* _WHAT THE TASK REQUIRES_
Filter the rows below and copy each line that contains the string "hand", matching case exactly.

* _MATERIAL TO PROCESS_
____________________

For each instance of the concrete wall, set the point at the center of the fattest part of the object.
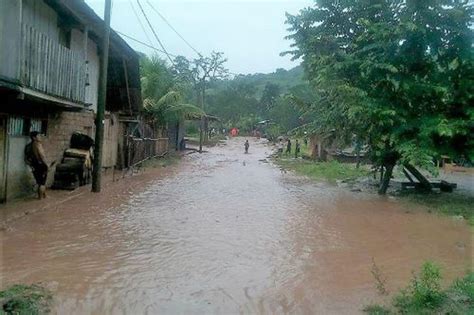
(20, 181)
(61, 126)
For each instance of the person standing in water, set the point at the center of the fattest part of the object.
(297, 149)
(35, 158)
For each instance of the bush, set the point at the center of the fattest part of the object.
(424, 292)
(424, 295)
(23, 299)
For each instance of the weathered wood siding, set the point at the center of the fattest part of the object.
(10, 15)
(42, 17)
(92, 67)
(50, 67)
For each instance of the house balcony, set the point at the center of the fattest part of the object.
(48, 70)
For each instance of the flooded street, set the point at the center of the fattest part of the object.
(229, 233)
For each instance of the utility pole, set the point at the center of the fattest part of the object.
(99, 120)
(201, 129)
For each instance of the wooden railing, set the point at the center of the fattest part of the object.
(51, 68)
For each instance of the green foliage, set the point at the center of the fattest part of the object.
(424, 292)
(23, 299)
(246, 100)
(399, 75)
(329, 171)
(163, 93)
(424, 295)
(377, 310)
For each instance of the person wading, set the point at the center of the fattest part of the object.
(35, 158)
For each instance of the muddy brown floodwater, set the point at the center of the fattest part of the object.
(229, 233)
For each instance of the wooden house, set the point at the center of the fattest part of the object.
(50, 54)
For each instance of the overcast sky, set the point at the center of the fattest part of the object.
(250, 33)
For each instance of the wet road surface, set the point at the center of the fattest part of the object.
(229, 233)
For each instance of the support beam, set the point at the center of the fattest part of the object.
(99, 121)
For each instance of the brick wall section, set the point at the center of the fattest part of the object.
(60, 128)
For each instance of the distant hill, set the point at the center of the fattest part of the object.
(284, 78)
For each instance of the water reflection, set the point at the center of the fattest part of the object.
(228, 233)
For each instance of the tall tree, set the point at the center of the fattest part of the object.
(200, 72)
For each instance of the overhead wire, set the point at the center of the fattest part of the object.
(174, 30)
(154, 33)
(145, 44)
(140, 22)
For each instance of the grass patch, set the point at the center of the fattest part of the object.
(451, 204)
(328, 171)
(25, 299)
(424, 295)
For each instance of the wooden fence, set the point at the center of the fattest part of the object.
(50, 67)
(141, 149)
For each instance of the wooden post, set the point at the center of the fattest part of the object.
(99, 121)
(201, 129)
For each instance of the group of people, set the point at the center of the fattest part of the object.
(281, 147)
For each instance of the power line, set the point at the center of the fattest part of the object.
(154, 33)
(140, 22)
(174, 30)
(144, 44)
(157, 49)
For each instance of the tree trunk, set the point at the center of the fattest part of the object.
(425, 183)
(386, 179)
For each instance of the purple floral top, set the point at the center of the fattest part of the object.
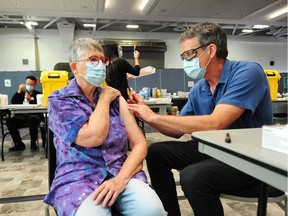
(81, 170)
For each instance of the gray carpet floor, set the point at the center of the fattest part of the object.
(26, 173)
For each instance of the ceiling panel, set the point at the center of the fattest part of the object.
(161, 15)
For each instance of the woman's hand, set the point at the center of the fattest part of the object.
(136, 54)
(109, 94)
(108, 191)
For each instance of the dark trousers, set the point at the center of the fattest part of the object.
(19, 121)
(202, 178)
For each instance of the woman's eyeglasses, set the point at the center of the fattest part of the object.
(190, 54)
(95, 60)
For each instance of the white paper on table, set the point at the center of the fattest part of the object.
(143, 72)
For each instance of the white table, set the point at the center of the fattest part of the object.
(246, 154)
(161, 106)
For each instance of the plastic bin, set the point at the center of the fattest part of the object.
(273, 77)
(51, 81)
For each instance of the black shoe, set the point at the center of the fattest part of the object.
(34, 148)
(20, 147)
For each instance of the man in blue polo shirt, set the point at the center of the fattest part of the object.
(229, 94)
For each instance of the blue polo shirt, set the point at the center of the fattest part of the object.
(243, 84)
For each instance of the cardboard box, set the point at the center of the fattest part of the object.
(51, 81)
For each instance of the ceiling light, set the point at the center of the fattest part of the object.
(32, 23)
(247, 30)
(147, 6)
(260, 26)
(143, 4)
(89, 25)
(132, 26)
(279, 12)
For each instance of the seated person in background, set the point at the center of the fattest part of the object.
(229, 94)
(93, 130)
(119, 67)
(26, 94)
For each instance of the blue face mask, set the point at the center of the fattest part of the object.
(29, 88)
(192, 68)
(95, 74)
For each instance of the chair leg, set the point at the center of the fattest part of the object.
(47, 210)
(43, 135)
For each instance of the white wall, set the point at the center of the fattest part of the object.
(16, 46)
(13, 50)
(51, 51)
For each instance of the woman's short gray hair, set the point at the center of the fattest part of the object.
(80, 46)
(207, 33)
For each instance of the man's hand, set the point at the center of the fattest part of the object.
(22, 87)
(109, 94)
(135, 99)
(108, 192)
(139, 108)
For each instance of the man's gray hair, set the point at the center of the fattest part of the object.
(207, 33)
(80, 46)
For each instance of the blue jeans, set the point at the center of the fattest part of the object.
(137, 199)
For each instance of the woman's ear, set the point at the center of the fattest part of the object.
(73, 66)
(212, 50)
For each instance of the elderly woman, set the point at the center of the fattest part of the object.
(93, 131)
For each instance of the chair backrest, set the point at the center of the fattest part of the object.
(51, 157)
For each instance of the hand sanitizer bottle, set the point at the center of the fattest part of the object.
(25, 102)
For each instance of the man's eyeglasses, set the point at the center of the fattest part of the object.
(190, 54)
(95, 60)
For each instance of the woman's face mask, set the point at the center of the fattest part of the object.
(192, 67)
(95, 75)
(29, 88)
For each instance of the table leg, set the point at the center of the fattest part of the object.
(262, 199)
(2, 132)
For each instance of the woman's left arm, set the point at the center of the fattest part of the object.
(109, 190)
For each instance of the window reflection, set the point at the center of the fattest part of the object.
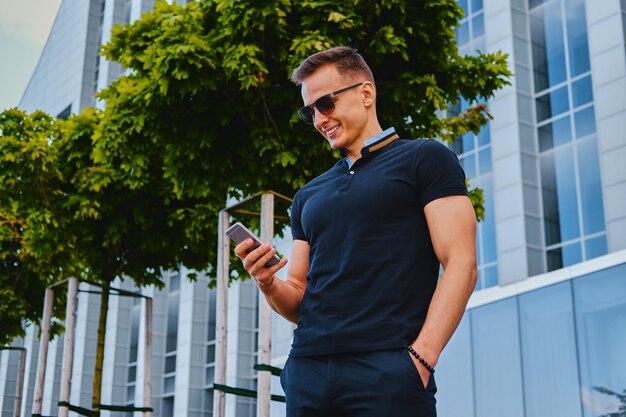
(559, 196)
(590, 187)
(577, 37)
(600, 301)
(582, 92)
(552, 104)
(548, 45)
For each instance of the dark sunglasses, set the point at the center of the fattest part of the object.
(324, 104)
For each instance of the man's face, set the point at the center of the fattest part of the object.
(345, 125)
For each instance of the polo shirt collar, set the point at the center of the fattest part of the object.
(374, 143)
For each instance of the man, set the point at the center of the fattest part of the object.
(369, 235)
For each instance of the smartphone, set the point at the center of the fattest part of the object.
(238, 232)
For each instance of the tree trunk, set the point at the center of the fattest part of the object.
(102, 323)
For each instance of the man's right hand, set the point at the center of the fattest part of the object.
(254, 262)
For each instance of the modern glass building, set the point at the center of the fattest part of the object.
(543, 334)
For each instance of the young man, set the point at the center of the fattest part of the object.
(369, 235)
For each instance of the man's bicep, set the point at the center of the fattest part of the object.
(452, 226)
(299, 264)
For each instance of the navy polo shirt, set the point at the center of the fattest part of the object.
(373, 270)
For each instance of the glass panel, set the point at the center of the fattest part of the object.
(170, 364)
(484, 136)
(559, 196)
(469, 165)
(212, 314)
(463, 5)
(552, 104)
(572, 254)
(547, 45)
(555, 134)
(585, 122)
(491, 276)
(172, 322)
(210, 354)
(168, 384)
(454, 374)
(462, 33)
(484, 161)
(168, 407)
(582, 92)
(468, 142)
(478, 26)
(590, 186)
(577, 36)
(209, 375)
(555, 259)
(134, 332)
(497, 362)
(488, 226)
(595, 247)
(174, 282)
(132, 374)
(551, 381)
(600, 305)
(208, 403)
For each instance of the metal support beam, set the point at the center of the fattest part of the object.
(265, 315)
(221, 322)
(68, 345)
(43, 350)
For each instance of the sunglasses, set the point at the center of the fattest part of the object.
(324, 104)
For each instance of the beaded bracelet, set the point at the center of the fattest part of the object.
(421, 360)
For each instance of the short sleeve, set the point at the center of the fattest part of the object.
(438, 171)
(297, 233)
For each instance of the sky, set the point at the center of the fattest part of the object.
(24, 28)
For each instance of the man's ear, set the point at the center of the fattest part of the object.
(368, 93)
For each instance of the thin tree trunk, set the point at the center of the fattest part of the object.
(102, 323)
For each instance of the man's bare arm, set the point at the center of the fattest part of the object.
(283, 296)
(452, 225)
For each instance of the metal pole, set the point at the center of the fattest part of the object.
(43, 350)
(221, 322)
(20, 381)
(147, 359)
(68, 346)
(265, 315)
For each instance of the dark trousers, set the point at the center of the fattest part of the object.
(369, 384)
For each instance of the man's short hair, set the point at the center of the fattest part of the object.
(348, 61)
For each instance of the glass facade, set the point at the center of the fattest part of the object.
(573, 210)
(556, 351)
(131, 379)
(171, 339)
(209, 374)
(474, 151)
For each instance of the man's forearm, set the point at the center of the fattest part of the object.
(284, 297)
(446, 309)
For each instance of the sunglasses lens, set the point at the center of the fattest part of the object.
(325, 104)
(306, 114)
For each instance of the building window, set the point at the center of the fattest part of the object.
(65, 113)
(171, 338)
(131, 378)
(474, 151)
(209, 375)
(573, 210)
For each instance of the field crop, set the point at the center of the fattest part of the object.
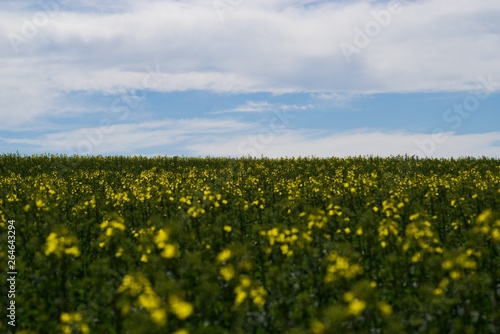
(219, 245)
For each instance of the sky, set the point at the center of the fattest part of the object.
(231, 78)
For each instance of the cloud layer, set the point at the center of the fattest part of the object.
(58, 47)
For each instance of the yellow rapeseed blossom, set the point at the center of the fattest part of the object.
(227, 272)
(356, 307)
(224, 255)
(61, 244)
(72, 322)
(179, 307)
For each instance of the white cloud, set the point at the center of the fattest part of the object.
(276, 46)
(263, 106)
(227, 137)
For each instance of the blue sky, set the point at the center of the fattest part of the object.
(239, 77)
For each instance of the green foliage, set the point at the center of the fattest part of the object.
(220, 245)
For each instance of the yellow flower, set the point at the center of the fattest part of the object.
(384, 308)
(169, 251)
(181, 331)
(224, 255)
(180, 308)
(51, 244)
(241, 295)
(227, 272)
(161, 238)
(356, 307)
(149, 300)
(73, 251)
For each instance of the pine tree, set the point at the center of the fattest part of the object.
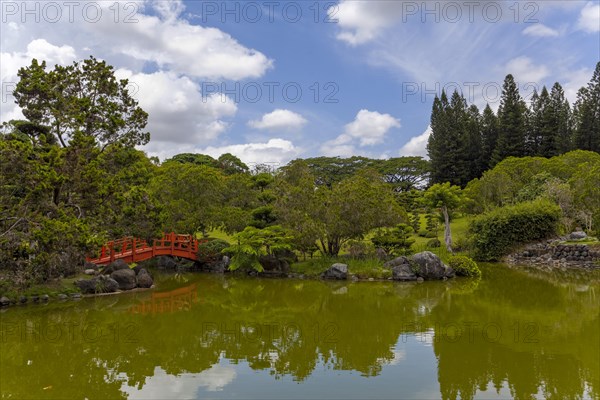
(560, 111)
(512, 123)
(587, 115)
(489, 137)
(471, 154)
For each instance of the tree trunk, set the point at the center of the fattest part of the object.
(447, 235)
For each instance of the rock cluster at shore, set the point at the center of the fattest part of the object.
(114, 277)
(419, 267)
(556, 254)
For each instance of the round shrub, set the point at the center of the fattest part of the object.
(464, 266)
(210, 251)
(434, 243)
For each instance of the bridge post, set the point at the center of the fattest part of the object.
(133, 250)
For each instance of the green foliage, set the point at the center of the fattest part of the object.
(211, 250)
(359, 248)
(84, 97)
(464, 266)
(253, 243)
(499, 231)
(396, 241)
(434, 243)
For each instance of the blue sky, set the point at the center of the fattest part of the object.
(367, 70)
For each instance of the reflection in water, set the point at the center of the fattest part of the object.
(162, 302)
(514, 333)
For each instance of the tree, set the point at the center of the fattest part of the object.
(587, 115)
(85, 98)
(191, 196)
(252, 243)
(395, 241)
(511, 123)
(446, 197)
(404, 173)
(489, 136)
(560, 119)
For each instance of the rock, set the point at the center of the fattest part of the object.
(89, 265)
(115, 266)
(401, 269)
(403, 272)
(272, 263)
(166, 262)
(137, 269)
(578, 235)
(336, 271)
(429, 266)
(125, 278)
(396, 261)
(144, 280)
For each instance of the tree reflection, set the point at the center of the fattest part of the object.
(510, 329)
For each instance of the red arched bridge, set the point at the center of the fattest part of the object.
(130, 249)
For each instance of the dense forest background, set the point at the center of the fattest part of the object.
(71, 177)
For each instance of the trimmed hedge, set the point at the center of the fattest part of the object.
(464, 266)
(498, 232)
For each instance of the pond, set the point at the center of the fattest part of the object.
(516, 333)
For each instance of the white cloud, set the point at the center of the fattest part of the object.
(368, 128)
(524, 70)
(540, 30)
(178, 113)
(162, 385)
(279, 119)
(276, 151)
(362, 21)
(589, 18)
(575, 80)
(417, 145)
(155, 31)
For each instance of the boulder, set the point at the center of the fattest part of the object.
(115, 266)
(272, 263)
(401, 269)
(125, 278)
(578, 235)
(166, 262)
(429, 266)
(336, 271)
(144, 280)
(89, 265)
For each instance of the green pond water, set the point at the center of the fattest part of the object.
(516, 333)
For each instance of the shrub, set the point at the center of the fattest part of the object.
(211, 251)
(464, 266)
(359, 248)
(434, 243)
(498, 232)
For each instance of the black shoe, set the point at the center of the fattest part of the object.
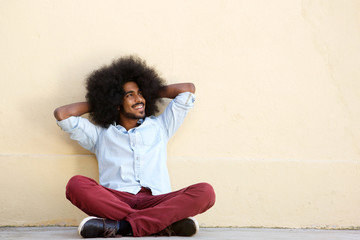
(186, 228)
(92, 227)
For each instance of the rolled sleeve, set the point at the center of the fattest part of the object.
(81, 130)
(175, 113)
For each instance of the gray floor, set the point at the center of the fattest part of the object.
(70, 233)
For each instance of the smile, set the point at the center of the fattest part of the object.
(138, 106)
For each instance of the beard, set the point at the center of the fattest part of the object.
(132, 115)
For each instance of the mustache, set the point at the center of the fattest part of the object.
(136, 104)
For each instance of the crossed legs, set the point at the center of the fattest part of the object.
(147, 214)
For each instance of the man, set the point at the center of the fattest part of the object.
(134, 195)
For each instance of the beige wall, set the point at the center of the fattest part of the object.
(275, 128)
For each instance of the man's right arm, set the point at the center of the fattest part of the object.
(74, 109)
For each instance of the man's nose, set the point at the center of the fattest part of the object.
(139, 98)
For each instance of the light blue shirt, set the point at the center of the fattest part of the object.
(129, 160)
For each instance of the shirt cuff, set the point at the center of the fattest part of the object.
(68, 124)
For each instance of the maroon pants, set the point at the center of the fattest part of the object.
(147, 214)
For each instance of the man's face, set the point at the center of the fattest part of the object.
(134, 103)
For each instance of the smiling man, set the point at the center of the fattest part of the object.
(133, 196)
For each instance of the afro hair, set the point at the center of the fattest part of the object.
(105, 88)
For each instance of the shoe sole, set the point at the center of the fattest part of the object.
(197, 227)
(81, 225)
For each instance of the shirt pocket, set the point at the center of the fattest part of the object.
(150, 136)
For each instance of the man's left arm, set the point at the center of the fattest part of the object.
(172, 90)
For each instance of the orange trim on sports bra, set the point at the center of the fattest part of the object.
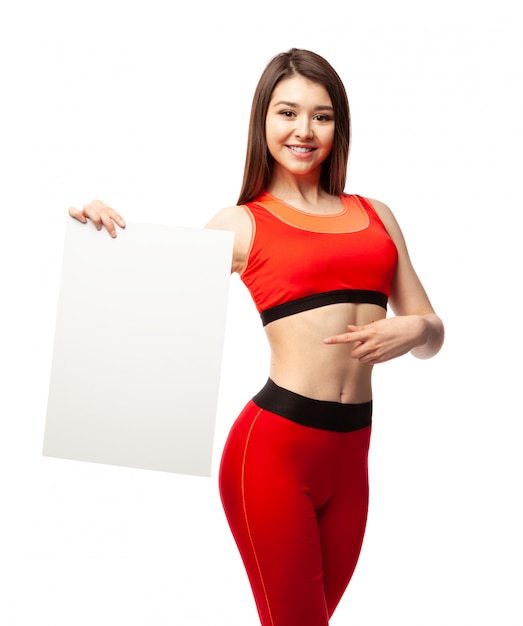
(350, 219)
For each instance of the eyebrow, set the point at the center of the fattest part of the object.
(295, 105)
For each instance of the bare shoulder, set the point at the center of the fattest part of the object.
(391, 224)
(236, 219)
(229, 218)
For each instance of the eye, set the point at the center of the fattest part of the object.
(322, 117)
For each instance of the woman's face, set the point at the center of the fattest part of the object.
(300, 125)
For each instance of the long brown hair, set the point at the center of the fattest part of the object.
(258, 161)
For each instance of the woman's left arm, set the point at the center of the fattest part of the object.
(415, 328)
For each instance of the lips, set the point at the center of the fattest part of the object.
(301, 149)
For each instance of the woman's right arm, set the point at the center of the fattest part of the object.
(237, 219)
(100, 214)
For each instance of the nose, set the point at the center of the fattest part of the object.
(303, 128)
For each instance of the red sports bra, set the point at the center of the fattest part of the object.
(299, 261)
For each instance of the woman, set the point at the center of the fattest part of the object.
(321, 266)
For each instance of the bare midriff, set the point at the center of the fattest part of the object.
(303, 363)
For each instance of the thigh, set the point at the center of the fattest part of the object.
(343, 519)
(273, 520)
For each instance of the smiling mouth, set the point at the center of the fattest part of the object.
(301, 149)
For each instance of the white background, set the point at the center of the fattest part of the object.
(145, 105)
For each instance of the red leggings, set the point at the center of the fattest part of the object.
(296, 497)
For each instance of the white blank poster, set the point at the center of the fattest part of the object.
(138, 347)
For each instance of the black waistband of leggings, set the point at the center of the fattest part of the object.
(323, 414)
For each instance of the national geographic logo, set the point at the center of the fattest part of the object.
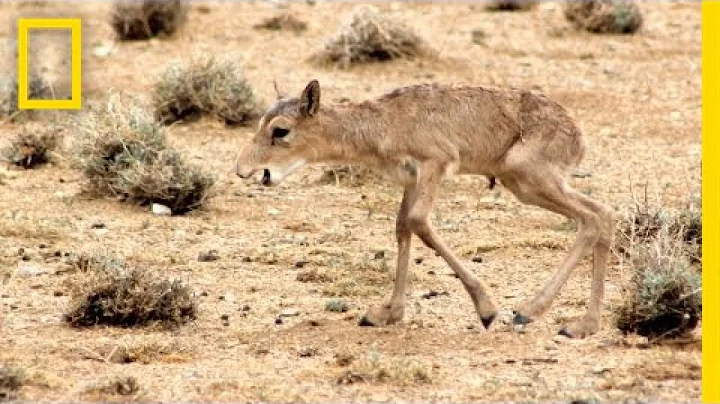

____________________

* _CORRECT OUTPUT_
For each instance of the woman's hand, set the point at the center of the fattest part of the object.
For each instance of the man's hand, set the point at the center of the fattest part of the object.
For each instance of the hand sanitizer bottle, set the point at the center of the fattest part of the object.
For each instance of the man's right hand, set the point at the center of the fattest part of the object.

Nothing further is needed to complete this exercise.